═══ Quelle
Sammlung der Entscheidungen des Schweizerischen Bundesgerichts
Collection des arrêts du Tribunal fédéral suisse
Raccolta delle decisioni del Tribunale federale svizzero

BGE 108 II 381



108 II 381

73. Urteil der II. Zivilabteilung vom 16. September 1982 i.S. X. gegen X.
(Berufung) Regeste

    Forderungsklage einer verheirateten Frau aus eingebrachtem Gut während
der Rechtshängigkeit des Scheidungsprozesses; sachliche Zuständigkeit.

    1. Zulässigkeit der Berufung gemäss Art. 49 OG gegen einen
selbständigen Vorentscheid über die Zuständigkeit (E. 1).

    2. Für die Beurteilung einer Forderung aus eingebrachtem Gut, die eine
verheiratete Frau während der Rechtshängigkeit des Ehescheidungsprozesses
gegenüber dem Ehemann gerichtlich geltend macht, ist ausschliesslich
der Scheidungsrichter zuständig. Wurde die Forderungsklage bei einem
unzuständigen Gericht eingereicht und ist der Scheidungsprozess in
der Zwischenzeit abgeschlossen worden, so ist ein Nachverfahren zum
Scheidungsprozess durchzuführen (E. 2-4).

Sachverhalt

    A.- Während der Hängigkeit des Ehescheidungsprozesses erhob
A. X.-Y. beim Bezirksgericht am Wohnort ihres Ehemannes gegen diesen eine
Forderungsklage. Sie verlangte von ihm die Bezahlung eines Betrages von Fr.
37'331.80 nebst Zins zu 5% seit 25. Mai 1978. Nach der Darstellung der
Klägerin handelt es sich bei dieser Forderung um einen von ihr geerbten
restlichen Honoraranspruch, der ihrem 1976 verstorbenen Vater gegenüber
dem Beklagten aus Architekturauftrag zugestanden habe; der Beklagte habe
seinerzeit seinen Schwiegervater mit der Erstellung eines Ferienhauses
beauftragt; daraus habe noch eine restliche Honorarforderung in der
eingeklagten Höhe resultiert, auf welche die Klägerin als Universalerbin
nie verzichtet habe. Der Beklagte widersetzte sich der Klage und machte
zudem geltend, diese sei nicht zulässig.
══════
Offene Aufgaben:
1: Beantworte anhand der Quelle:
(a) An welchem Datum erging das Urteil?
(b) Welcher Richter ist laut Regeste ausschließlich für eine solche Forderung zuständig?
(c) In welchem Jahr ist der Vater der Klägerin verstorben?
2: Schreib bitte den Abschnitt der Quelle ab, beginnend mit „73. Urteil der“ und weiter bis einschließlich „Zuständigkeit (E. 1).“.
═══ Inhalt des Datensatzes
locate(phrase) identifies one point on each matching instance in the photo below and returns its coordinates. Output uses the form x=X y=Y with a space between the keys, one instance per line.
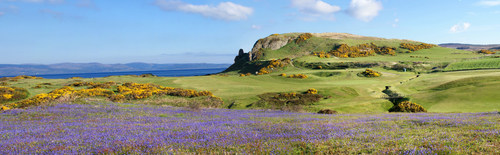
══════
Ergebnisse:
1:
(a) Am 16. September 1982.
(b) Der Scheidungsrichter.
(c) 1976.

2:
73. Urteil der II. Zivilabteilung vom 16. September 1982 i.S. X. gegen X.
(Berufung) Regeste

    Forderungsklage einer verheirateten Frau aus eingebrachtem Gut während
der Rechtshängigkeit des Scheidungsprozesses; sachliche Zuständigkeit.

    1. Zulässigkeit der Berufung gemäss Art. 49 OG gegen einen
selbständigen Vorentscheid über die Zuständigkeit (E. 1).